■ Required work ■
Every line of the following records that includes "leaf" should be copied.

Natural-language object grounding data:

[Start of Attachment]

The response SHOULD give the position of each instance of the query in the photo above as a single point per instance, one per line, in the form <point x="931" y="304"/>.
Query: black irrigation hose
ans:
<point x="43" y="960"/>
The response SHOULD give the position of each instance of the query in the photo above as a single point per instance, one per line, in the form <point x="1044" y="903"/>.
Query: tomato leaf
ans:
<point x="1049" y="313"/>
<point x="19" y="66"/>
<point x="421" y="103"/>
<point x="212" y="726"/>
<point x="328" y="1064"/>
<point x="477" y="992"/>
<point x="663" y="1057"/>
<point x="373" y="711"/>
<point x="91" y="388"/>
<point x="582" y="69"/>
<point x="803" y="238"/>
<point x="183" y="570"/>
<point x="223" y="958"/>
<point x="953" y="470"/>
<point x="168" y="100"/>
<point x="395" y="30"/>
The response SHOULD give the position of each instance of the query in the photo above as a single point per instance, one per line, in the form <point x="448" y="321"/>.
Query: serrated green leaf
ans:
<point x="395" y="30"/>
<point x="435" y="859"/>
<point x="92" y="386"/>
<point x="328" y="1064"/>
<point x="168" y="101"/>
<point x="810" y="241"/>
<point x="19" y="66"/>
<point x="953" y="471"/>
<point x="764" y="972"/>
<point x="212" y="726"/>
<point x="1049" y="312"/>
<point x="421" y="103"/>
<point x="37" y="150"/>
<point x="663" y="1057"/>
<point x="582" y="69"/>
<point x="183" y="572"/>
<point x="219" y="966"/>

[End of Attachment]

■ Your solution ■
Query: tomato leaf
Query: serrated green leaf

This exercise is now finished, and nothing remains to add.